> _EXERCISE GOAL_: Your answer must be a word-for-word copy of the listing below, minus its pictures.

> _GIVEN RECORDS_:
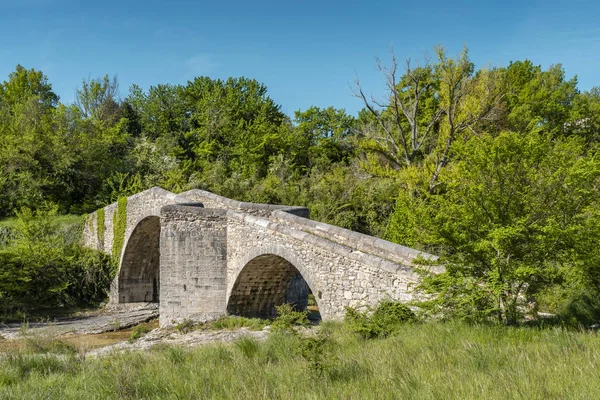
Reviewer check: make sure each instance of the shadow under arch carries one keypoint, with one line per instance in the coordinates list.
(264, 282)
(140, 263)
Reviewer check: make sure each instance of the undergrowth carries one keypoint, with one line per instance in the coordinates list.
(429, 360)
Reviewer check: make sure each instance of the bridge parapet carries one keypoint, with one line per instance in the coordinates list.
(211, 200)
(201, 255)
(357, 241)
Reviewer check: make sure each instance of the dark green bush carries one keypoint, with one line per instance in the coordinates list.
(289, 318)
(138, 332)
(382, 322)
(44, 266)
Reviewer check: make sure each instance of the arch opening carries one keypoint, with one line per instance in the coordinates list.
(268, 281)
(140, 266)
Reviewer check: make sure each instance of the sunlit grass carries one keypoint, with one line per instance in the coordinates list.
(421, 361)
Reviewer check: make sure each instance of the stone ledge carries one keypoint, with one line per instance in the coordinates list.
(309, 237)
(240, 205)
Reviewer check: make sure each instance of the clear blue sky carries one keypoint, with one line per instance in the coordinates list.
(306, 52)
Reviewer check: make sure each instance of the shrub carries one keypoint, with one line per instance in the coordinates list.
(382, 322)
(234, 322)
(289, 318)
(138, 332)
(185, 326)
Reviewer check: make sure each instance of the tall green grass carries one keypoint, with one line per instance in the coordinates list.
(420, 361)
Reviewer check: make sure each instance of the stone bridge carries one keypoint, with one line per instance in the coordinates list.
(201, 256)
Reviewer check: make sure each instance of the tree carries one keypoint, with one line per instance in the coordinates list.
(324, 136)
(428, 109)
(98, 100)
(514, 209)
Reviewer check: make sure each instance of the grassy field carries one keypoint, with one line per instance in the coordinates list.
(421, 361)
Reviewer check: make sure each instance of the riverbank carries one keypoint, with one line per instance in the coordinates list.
(432, 360)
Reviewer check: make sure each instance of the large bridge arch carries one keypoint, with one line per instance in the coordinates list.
(138, 278)
(265, 278)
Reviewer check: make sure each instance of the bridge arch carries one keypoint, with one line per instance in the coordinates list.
(139, 272)
(265, 280)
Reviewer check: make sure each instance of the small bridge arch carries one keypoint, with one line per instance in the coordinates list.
(262, 282)
(200, 256)
(139, 271)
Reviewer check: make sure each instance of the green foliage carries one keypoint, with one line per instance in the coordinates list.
(44, 267)
(119, 226)
(185, 326)
(386, 319)
(138, 332)
(316, 350)
(288, 318)
(100, 225)
(420, 361)
(507, 224)
(233, 322)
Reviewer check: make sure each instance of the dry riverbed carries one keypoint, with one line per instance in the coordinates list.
(101, 332)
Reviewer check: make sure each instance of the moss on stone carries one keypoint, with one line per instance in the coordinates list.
(100, 226)
(119, 225)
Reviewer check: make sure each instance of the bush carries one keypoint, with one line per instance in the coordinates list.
(44, 266)
(382, 322)
(234, 322)
(289, 318)
(138, 332)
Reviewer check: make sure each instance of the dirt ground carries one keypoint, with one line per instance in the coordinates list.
(105, 331)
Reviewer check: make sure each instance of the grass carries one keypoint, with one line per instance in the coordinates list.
(421, 361)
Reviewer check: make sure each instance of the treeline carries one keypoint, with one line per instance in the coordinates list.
(496, 170)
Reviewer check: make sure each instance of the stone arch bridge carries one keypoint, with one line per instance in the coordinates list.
(200, 256)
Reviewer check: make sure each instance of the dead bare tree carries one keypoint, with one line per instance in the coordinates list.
(428, 107)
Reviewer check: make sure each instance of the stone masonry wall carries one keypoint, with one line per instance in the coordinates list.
(244, 258)
(193, 263)
(211, 200)
(336, 275)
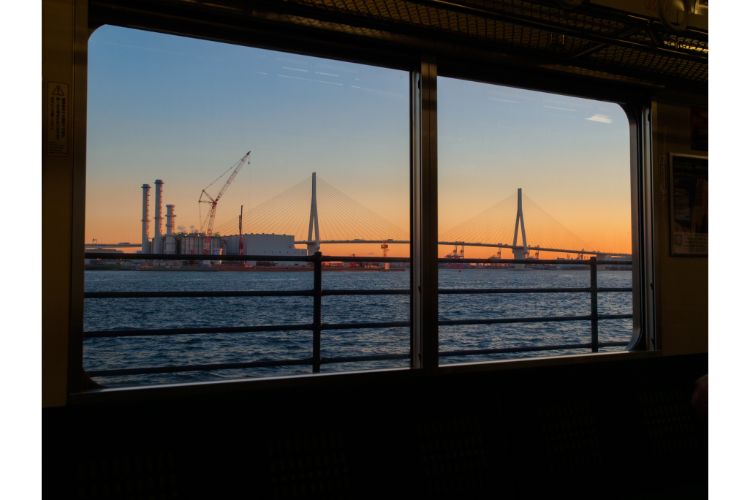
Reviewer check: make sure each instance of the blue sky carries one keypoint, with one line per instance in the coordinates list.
(183, 110)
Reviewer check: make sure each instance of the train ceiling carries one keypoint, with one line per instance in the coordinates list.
(585, 39)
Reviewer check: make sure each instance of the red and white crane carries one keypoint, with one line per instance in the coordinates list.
(207, 225)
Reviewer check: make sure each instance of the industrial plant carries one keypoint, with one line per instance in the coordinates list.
(205, 242)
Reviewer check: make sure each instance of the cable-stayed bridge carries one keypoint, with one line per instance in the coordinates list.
(316, 213)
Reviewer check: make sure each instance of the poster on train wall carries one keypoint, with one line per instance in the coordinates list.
(688, 192)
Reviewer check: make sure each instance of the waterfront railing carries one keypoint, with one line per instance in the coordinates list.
(316, 326)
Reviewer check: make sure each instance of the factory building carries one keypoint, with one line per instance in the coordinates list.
(172, 243)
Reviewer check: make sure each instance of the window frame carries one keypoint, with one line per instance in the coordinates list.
(424, 69)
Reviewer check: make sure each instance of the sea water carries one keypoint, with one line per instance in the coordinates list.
(205, 349)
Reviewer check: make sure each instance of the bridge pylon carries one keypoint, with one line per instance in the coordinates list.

> _RESULT_:
Reviewer check: make sure each instance of the shadow under arch carries one keypoint, with one line per instance in the coordinates list.
(264, 282)
(140, 263)
Reviewer check: make sure each instance of the undergrowth carries one keypoint, with one line per instance in the coordinates list.
(429, 360)
Reviewer check: make sure each instance of the bridge parapet carries one keypoint, with one line per instance in the coordinates list.
(211, 200)
(201, 255)
(357, 241)
Reviewer check: make sure each instance of the dark green bush carries one keypoint, with one line per instance in the coordinates list.
(289, 318)
(138, 332)
(382, 322)
(44, 266)
Reviewer check: make sure each instance of the arch opening carries one keypoint, with one line per instance in the coordinates list.
(268, 281)
(140, 266)
Reviewer check: make sure each instance of the sunlit grass carries one keypoint, with one line per instance in the coordinates list.
(421, 361)
Reviewer check: make sure each instance of the stone ledge carries one keypoint, with one line per instance in the coordinates list.
(309, 237)
(240, 205)
Reviewer check: make sure each instance of the clear blue sky carries one keypoint, with one line per instance in the coordinates list.
(306, 52)
Reviewer check: make sure each instance of the shrub carries one keypoint, with one line per instance in the coordinates list.
(382, 322)
(234, 322)
(289, 318)
(138, 332)
(185, 326)
Reviewer check: make sure each instance of the tall green grass carries one keypoint, with one line per instance in the coordinates list.
(420, 361)
Reviewer check: make sure each instance of the stone bridge carries one keypoint, with one line per instance in the coordinates list.
(201, 256)
Reviewer check: make sure each instance of the tree carries one keypoint, with one line per instance in the coordinates list.
(324, 136)
(428, 109)
(98, 100)
(514, 209)
Reviewer check: make sure each instance of the grassy field carries one keypoint, with one line per instance in the coordinates list.
(421, 361)
Reviewer check: make sure each instance of the riverbank carries one keypoint, with one line per instance in the coordinates list.
(432, 360)
Reviewer check: make sure each instance of the large bridge arch carries one keypoint, with one line per instance in the coordinates list.
(138, 278)
(265, 278)
Reviewer check: make sure each instance of the bridge arch carries one keypoint, with one line per instance in the coordinates list.
(139, 272)
(265, 280)
Reviewer check: make sure each instance of the small bridge arch carries one keypoint, with one line per instance in the coordinates list.
(262, 282)
(200, 256)
(139, 271)
Reviewer check: make sure each instance of the green foliage carries one keypoint, with one line per instance in the coordinates list.
(44, 267)
(119, 226)
(185, 326)
(386, 319)
(138, 332)
(316, 350)
(288, 318)
(100, 225)
(420, 361)
(507, 224)
(233, 322)
Reviewer check: make sure each instance of the dry riverbed carries one keypoint, with one line per instance in the coordinates list.
(101, 332)
Reviewer check: make sure each instance of the moss on stone carries one keypoint, with one line per instance in the coordinates list.
(100, 226)
(119, 225)
Reviewer check: make sure each instance of the bush carries one keypoint, with one line per instance in the coordinates list.
(44, 266)
(382, 322)
(234, 322)
(289, 318)
(138, 332)
Reviewer check: make sure each instance of the dirt ground carries one keypoint, with one line per instance in the coordinates list.
(105, 331)
Reviewer check: make sure each instance of the grass carries one keypoint, with one line per instance in the coordinates list.
(421, 361)
Reviewer check: make sure each instance of the treeline carries one keypoint, with one line per instance in the coordinates list.
(496, 170)
Reviewer check: make sure each instance of the stone arch bridge carries one keypoint, with one line per instance in the coordinates list.
(200, 256)
Reviewer check: make sure each instance of the dead bare tree carries one keypoint, with one line per instance in the coordinates list.
(428, 107)
Reviewer check: make sure each instance of the stone masonry wall carries one keypoint, with one line per instance in the coordinates list.
(244, 258)
(193, 263)
(211, 200)
(336, 275)
Reviewer check: make sure each instance of the blue sky carries one keypoint, with one line per instance in the coordinates list.
(183, 110)
Reviewer check: make sure each instance of the train ceiling carries one keypoint, with one line per instance in the coordinates list.
(585, 39)
Reviewer check: make sure each instance of the red and white crane carries one keypoint, with one line per instance in the coordinates list.
(207, 225)
Reviewer check: make sure each instance of the industrial plant carries one keypoint, with one line per instance in the coordinates list.
(205, 242)
Reviewer check: make sure each instance of the cable-stayed bridge carries one keypoint, with one line per instance in the coordinates list.
(316, 213)
Reviewer check: make sure each instance of the poster on train wall carries one keypoint, with one line per instance in the coordinates list.
(688, 192)
Reviewer check: make sure each instance of the waterfront railing carries one keypoint, with one line per instance in the coordinates list.
(316, 326)
Reviewer check: make sure each instance of the factory building carries one keypoint, with one line per instance in the coordinates list.
(172, 243)
Reviewer check: make sure each instance of the window frame carries one keypoint, with one line per instance in the coordinates list.
(424, 69)
Reviewer check: make sure each instance of the sea water carries one keypoint, with one line per instance in the coordinates list.
(205, 349)
Reviewer check: make sure each instance of the bridge pylon carries one keypoint, with one line per instance in the coordinates list.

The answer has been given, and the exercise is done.